Dataset excerpt:
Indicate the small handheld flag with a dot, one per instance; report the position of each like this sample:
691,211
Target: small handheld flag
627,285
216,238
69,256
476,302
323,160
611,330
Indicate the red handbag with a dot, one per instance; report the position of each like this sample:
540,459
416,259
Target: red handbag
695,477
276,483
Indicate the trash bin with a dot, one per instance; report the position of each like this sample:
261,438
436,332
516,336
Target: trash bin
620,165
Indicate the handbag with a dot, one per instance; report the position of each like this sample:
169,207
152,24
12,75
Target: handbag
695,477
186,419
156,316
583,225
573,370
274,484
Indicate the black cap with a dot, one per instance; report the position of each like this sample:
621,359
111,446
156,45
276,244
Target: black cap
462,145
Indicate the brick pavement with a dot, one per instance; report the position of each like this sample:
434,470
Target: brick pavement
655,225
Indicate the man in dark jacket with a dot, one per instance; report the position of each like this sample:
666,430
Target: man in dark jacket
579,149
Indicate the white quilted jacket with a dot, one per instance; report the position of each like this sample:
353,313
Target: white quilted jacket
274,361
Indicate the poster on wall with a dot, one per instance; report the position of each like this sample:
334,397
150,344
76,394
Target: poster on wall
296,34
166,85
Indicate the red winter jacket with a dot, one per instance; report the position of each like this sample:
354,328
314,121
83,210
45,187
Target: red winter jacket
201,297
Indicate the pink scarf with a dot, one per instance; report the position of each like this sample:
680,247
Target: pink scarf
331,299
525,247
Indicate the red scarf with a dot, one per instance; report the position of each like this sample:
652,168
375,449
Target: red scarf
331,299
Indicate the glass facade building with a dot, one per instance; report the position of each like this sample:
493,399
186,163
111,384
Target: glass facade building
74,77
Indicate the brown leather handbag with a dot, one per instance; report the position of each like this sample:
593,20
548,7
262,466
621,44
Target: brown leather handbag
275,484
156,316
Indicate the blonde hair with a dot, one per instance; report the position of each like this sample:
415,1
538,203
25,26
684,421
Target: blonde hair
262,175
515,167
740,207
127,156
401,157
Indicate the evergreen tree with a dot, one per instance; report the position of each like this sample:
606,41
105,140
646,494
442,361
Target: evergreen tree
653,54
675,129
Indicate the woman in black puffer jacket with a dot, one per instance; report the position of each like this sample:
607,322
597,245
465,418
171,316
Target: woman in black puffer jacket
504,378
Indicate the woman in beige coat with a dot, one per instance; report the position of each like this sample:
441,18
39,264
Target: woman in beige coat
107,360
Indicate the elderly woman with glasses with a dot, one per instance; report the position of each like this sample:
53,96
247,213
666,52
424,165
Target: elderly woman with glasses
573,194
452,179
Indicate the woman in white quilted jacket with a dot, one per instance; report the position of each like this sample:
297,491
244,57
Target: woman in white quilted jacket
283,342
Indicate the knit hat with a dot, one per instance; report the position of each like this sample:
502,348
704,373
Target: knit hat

## OBJECTIVE
Write out the entries above word for word, starting at the line that contains "Indicate the woman in white" and ending with the final line of the entries, including both of those lines.

## EXPECTED ANSWER
Indicate the woman in white quilted jacket with a dot, one per instance; report the position of each like this sample:
297,491
244,57
Target: woman in white quilted jacket
283,342
Indicate the knit hat with a dot, one per instance; report the position of each like this sample:
502,348
704,373
Target: knit hat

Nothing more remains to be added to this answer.